▶ WHAT YOU WILL DO
A. Decide whether each statement agrees with the Hologres distribution key page. Answer yes or no for each, and quote the words from the page that settle it. (i) The WITH (distribution_key = ...) syntax works in every Hologres version. (ii) Rows that share a distribution key value are placed on the same shard. (iii) When data is filtered on the distribution key, Hologres still scans every shard.
B. Reproduce the passage of the Hologres distribution key page between "In Hologres, the" and "the preceding syntax.", inclusive.

▶ TEXT SECTION
[START]

Configure a distribution key for a Hologres table - Hologres

If GROUP BY or JOIN operations are frequently performed on your table, or you want to prevent data skew issues, you can configure a distribution key when you create the table. The distribution key helps evenly distribute data on compute nodes. This significantly improves computing and query performance. This topic describes how to configure a distribution key for a Hologres table.

Introduction

In Hologres, the distribution_key property is used to specify the distribution policy of data in tables. After this property is configured, the entries with the same distribution key value are distributed to the same shard. When you create a table, you can use the following syntax to configure the distribution_key property:

-- Syntax supported in Hologres V2.1 and later
CREATE TABLE <table_name> (...) WITH (distribution_key = '[<columnName>[,...]]');

-- Syntax supported in all Hologres versions
BEGIN;
CREATE TABLE <table_name> (...);
call set_table_property('<table_name>', 'distribution_key', '[<columnName>[,...]]');
COMMIT;

The following table describes the parameters in the preceding syntax.

Parameter	Description
table_name	The name of the table for which you want to specify the distribution key.
columnName	The name of the column that you want to specify as the distribution key.

A distribution key is important for distributed computing. Appropriate settings of the distribution key can achieve the following effects:

Improved computing performance
Parallel computing can be performed on different shards. This improves computing performance.
Improved queries per second (QPS)
You can filter data based on the distribution key. In this case, Hologres scans data only in the shards that meet filter conditions. Otherwise, Hologres performs computing on all shards. This decreases the QPS.
Improved join efficiency
If Table A and Table B belong to the same table group and the fields used to join the tables are configured as the distribution keys, a local join operation can be performed because the entries with the same distribution key value in the two tables are distributed to the same shard. This greatly improves execution efficiency.

[END]

▶ PROVIDED MATERIAL

[START]

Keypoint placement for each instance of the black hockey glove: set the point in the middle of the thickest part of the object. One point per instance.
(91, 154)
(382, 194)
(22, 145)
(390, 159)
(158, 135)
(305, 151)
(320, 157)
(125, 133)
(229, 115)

[END]

▶ THE REPLIES
A.
(i) No: "Syntax supported in Hologres V2.1 and later"
(ii) Yes: "the entries with the same distribution key value are distributed to the same shard"
(iii) No: "Hologres scans data only in the shards that meet filter conditions"

B.
In Hologres, the distribution_key property is used to specify the distribution policy of data in tables. After this property is configured, the entries with the same distribution key value are distributed to the same shard. When you create a table, you can use the following syntax to configure the distribution_key property:

-- Syntax supported in Hologres V2.1 and later
CREATE TABLE <table_name> (...) WITH (distribution_key = '[<columnName>[,...]]');

-- Syntax supported in all Hologres versions
BEGIN;
CREATE TABLE <table_name> (...);
call set_table_property('<table_name>', 'distribution_key', '[<columnName>[,...]]');
COMMIT;

The following table describes the parameters in the preceding syntax.